### RAW DATA
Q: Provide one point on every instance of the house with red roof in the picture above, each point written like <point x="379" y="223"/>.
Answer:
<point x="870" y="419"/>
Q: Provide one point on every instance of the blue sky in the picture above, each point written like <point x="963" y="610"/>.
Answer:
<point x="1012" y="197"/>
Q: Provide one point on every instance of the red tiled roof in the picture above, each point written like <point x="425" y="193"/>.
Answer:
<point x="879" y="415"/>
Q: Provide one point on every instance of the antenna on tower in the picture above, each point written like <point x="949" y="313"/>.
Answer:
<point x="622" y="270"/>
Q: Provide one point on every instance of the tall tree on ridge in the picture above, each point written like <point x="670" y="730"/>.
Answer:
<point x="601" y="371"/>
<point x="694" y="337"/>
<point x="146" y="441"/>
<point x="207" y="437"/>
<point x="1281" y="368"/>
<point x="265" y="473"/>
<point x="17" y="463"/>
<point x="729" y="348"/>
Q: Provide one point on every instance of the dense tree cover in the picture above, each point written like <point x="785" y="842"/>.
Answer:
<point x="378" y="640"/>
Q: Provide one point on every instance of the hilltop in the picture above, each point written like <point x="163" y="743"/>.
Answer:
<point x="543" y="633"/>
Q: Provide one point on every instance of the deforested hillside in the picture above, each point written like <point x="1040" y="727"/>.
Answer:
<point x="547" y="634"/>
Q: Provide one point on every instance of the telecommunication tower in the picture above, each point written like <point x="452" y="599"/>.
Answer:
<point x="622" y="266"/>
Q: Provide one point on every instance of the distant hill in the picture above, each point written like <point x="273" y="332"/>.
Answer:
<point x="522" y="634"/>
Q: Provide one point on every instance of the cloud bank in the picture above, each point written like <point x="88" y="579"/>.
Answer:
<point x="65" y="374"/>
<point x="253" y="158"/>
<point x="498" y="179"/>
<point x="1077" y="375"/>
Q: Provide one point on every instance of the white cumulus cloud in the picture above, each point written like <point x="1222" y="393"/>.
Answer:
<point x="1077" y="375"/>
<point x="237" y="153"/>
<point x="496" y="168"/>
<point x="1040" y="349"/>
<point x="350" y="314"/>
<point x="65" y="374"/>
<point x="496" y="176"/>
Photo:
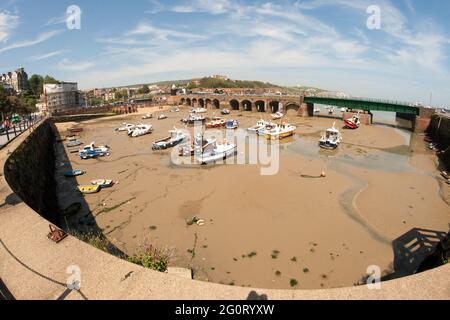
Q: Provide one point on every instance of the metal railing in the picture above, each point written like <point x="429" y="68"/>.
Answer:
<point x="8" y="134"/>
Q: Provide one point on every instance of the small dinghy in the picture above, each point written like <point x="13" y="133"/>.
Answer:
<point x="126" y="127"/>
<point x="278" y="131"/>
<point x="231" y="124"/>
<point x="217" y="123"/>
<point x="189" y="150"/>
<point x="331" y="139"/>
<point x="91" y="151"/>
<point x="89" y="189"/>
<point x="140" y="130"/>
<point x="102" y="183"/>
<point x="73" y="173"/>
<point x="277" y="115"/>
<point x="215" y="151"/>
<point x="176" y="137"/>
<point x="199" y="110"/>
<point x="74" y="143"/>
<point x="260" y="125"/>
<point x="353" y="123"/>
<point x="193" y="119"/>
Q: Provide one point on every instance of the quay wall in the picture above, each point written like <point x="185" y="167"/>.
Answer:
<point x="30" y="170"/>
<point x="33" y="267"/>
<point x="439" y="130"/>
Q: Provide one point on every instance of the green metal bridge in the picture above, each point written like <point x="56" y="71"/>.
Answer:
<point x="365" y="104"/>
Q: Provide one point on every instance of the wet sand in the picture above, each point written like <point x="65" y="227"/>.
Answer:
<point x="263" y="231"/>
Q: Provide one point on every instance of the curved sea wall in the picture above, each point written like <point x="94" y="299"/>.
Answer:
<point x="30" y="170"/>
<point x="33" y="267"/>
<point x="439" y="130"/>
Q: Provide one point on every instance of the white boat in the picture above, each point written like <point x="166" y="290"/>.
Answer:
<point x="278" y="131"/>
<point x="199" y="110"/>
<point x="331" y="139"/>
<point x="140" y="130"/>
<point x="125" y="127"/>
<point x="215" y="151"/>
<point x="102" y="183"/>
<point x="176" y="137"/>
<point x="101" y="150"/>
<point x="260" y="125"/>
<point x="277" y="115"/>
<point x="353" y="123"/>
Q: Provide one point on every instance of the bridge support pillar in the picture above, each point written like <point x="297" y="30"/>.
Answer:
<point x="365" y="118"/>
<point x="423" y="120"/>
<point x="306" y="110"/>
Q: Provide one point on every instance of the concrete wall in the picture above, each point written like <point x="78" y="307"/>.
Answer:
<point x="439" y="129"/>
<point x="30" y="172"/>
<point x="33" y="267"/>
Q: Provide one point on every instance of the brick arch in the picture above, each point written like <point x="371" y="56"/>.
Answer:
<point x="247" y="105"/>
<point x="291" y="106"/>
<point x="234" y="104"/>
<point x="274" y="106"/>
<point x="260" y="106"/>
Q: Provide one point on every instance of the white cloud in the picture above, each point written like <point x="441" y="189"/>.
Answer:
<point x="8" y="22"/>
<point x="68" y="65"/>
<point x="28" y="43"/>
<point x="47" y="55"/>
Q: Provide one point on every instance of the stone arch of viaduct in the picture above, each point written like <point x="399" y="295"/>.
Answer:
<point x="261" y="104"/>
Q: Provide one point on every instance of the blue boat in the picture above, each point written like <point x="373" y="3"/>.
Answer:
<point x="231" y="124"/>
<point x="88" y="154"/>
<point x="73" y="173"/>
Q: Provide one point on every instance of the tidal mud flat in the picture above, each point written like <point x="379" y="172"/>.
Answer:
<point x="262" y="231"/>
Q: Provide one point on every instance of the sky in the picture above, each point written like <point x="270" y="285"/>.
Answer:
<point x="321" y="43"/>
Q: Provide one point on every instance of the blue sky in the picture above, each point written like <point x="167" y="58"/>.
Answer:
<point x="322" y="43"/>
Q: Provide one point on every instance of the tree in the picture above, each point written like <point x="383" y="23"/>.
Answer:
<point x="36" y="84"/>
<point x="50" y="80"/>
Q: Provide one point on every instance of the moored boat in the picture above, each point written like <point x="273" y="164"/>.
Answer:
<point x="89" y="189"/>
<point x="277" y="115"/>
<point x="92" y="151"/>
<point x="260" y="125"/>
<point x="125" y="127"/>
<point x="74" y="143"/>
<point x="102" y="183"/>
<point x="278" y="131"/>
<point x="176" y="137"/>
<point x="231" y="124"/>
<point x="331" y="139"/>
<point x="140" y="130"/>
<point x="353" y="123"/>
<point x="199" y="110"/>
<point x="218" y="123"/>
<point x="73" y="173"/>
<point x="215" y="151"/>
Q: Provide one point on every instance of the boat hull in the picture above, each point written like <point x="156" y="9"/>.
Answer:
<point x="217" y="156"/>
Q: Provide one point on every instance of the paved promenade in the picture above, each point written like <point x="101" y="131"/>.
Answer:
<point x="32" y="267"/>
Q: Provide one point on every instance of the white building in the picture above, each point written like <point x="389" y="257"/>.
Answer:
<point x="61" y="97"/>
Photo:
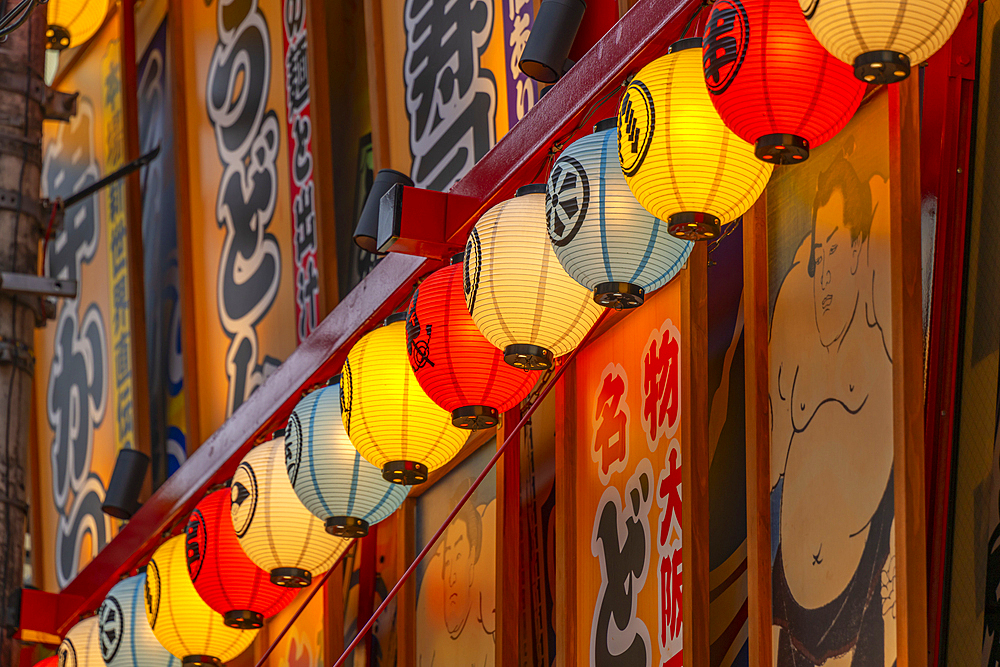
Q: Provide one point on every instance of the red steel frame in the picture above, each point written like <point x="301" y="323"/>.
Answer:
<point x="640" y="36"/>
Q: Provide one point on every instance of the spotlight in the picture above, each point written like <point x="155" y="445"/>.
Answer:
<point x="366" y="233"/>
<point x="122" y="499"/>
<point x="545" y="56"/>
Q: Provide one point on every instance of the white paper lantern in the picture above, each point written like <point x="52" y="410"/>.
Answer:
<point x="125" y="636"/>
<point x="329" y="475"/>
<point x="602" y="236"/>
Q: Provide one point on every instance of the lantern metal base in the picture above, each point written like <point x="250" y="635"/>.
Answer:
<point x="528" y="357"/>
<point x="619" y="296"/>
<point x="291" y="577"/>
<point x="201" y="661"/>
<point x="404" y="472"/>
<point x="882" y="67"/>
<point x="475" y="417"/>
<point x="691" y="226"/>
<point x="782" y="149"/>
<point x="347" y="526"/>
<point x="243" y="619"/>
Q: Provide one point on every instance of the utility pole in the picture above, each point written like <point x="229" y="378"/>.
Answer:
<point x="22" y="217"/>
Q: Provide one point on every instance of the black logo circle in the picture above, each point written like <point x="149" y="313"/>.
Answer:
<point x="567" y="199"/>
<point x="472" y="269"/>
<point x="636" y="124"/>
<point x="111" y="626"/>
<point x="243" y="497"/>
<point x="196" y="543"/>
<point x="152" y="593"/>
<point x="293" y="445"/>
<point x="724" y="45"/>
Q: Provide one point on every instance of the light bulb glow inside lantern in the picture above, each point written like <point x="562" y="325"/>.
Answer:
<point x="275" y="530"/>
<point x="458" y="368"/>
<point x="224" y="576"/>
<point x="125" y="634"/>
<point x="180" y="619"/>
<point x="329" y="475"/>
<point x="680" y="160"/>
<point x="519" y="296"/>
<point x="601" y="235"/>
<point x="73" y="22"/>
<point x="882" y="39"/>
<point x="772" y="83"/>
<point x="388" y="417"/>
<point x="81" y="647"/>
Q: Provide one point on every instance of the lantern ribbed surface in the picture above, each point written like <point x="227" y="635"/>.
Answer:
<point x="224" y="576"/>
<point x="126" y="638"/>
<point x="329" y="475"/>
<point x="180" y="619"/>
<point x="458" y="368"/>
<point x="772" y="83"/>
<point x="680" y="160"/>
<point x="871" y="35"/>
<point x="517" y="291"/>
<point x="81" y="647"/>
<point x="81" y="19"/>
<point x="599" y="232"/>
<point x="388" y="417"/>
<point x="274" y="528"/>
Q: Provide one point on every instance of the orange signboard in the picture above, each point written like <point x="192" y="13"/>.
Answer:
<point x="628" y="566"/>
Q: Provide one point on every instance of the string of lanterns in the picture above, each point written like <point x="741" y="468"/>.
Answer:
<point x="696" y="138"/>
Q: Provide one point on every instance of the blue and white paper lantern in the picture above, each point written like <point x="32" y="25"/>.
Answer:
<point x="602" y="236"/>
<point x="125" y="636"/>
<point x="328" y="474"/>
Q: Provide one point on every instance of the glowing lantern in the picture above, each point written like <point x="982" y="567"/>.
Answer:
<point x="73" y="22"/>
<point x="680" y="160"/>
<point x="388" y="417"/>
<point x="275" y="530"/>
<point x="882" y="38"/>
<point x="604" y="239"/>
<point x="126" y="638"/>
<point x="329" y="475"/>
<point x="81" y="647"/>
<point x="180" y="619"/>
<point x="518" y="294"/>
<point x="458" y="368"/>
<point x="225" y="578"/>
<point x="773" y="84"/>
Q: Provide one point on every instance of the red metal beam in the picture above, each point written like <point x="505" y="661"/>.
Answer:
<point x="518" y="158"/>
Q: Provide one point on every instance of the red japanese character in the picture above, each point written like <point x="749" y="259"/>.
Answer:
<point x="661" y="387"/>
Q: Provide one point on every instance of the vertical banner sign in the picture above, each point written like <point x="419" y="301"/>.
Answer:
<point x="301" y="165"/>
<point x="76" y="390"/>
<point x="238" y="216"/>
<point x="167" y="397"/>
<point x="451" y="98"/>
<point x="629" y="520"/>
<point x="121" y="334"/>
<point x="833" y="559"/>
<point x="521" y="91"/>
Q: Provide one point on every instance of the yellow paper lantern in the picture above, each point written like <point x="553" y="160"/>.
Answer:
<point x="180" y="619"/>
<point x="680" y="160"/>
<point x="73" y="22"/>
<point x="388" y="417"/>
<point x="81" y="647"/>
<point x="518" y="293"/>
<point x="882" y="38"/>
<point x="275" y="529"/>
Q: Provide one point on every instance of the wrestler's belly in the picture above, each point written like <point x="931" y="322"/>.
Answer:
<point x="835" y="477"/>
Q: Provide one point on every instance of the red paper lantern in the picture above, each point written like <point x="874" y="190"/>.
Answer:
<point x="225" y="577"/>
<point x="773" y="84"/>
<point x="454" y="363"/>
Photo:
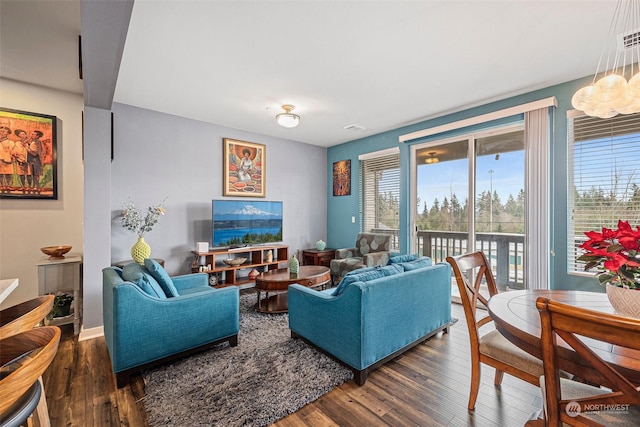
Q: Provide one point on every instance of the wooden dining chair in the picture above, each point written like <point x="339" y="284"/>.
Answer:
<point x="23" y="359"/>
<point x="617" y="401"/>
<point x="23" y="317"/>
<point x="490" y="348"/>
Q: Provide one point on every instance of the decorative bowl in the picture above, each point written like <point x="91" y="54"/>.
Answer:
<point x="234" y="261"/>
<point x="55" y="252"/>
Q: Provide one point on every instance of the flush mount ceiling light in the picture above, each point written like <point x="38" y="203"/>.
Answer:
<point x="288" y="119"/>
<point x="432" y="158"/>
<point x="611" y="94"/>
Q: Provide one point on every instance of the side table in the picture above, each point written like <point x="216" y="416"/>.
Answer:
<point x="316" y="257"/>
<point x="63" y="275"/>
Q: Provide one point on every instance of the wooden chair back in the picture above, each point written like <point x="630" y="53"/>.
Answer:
######
PROMPT:
Determine how many lines in the listing above hold the word "chair", answering with the number only.

EXPECTED ANSWER:
2